■ EXERCISE BRIEF ■
The answer must be an exact reproduction of the lines from the start of the records below through the line containing "Each instance of the dark trousers", and nothing more.

Stored items from a collection:
#####
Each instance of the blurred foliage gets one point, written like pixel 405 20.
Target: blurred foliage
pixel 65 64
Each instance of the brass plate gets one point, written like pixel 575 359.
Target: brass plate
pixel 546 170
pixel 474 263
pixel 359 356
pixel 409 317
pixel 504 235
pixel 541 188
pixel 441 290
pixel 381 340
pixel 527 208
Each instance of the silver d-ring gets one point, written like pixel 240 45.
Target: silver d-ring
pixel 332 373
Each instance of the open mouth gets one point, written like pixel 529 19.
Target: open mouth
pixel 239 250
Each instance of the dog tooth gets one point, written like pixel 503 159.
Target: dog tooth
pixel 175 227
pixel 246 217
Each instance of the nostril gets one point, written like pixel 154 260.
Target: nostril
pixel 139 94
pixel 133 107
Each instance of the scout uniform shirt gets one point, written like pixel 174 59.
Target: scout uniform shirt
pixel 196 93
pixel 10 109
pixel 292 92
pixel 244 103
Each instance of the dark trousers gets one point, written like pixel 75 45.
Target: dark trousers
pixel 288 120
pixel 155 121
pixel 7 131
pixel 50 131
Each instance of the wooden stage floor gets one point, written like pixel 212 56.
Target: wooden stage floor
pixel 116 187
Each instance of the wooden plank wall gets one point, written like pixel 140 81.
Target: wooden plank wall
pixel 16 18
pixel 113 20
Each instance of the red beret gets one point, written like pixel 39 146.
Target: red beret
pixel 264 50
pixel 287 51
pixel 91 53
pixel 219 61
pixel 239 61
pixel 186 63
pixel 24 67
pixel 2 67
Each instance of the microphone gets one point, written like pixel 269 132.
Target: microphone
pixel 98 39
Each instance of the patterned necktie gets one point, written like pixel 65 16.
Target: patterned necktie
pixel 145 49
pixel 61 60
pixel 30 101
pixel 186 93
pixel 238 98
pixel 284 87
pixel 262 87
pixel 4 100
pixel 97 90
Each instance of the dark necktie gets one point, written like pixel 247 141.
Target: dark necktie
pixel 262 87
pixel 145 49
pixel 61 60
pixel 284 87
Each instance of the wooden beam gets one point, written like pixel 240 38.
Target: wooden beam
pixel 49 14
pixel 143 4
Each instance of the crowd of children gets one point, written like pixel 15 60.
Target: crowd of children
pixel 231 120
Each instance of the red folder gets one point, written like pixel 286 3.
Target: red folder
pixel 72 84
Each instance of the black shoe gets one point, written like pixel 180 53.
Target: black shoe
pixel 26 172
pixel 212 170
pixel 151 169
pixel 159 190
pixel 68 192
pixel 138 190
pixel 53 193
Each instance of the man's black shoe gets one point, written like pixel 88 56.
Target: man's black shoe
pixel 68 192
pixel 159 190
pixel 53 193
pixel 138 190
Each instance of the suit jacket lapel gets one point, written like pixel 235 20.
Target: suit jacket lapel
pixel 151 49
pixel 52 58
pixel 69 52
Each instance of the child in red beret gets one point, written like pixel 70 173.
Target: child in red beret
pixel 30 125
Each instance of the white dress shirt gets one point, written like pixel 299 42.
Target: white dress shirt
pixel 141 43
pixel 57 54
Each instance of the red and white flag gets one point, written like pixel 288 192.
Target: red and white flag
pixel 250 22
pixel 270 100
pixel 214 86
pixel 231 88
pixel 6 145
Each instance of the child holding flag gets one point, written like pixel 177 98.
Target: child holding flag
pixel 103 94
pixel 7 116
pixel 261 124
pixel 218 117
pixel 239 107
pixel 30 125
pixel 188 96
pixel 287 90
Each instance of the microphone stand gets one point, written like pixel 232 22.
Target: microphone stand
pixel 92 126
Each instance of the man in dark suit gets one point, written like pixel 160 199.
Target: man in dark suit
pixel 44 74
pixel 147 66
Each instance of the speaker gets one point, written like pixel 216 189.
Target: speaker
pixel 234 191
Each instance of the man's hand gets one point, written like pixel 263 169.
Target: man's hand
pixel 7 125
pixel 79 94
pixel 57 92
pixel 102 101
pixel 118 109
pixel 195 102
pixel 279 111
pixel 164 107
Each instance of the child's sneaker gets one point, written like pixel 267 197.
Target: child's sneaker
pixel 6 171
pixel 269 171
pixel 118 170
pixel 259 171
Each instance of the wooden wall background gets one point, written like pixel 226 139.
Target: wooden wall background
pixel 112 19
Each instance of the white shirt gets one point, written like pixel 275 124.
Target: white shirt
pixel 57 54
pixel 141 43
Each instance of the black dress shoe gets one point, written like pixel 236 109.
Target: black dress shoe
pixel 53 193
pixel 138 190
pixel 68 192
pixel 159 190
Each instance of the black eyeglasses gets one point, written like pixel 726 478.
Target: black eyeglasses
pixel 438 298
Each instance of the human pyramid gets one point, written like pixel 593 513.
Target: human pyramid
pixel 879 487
#####
■ RESULT OF THIS EXERCISE ■
Each instance of the blurred foliage gets one point, written like pixel 405 20.
Target: blurred foliage
pixel 65 64
Each instance of the brass plate gets one point, written like pixel 575 359.
Target: brass plate
pixel 546 170
pixel 474 263
pixel 359 356
pixel 409 317
pixel 504 235
pixel 541 188
pixel 441 290
pixel 381 340
pixel 527 208
Each instance of the silver d-ring gets one point, written like pixel 240 45.
Target: silver d-ring
pixel 332 373
Each instance of the open mouth gets one point, written like pixel 529 19.
Target: open mouth
pixel 239 250
Each instance of the dog tooth gets one point, written like pixel 503 159.
Target: dog tooth
pixel 175 227
pixel 246 217
Each instance of the nostril gets one point, written like pixel 154 260.
Target: nostril
pixel 139 94
pixel 133 107
Each instance of the scout uniform shirt gets one point, written like pixel 174 59.
Target: scout uniform shirt
pixel 196 93
pixel 10 109
pixel 292 92
pixel 244 103
Each instance of the dark trousers gets one point, written like pixel 75 45.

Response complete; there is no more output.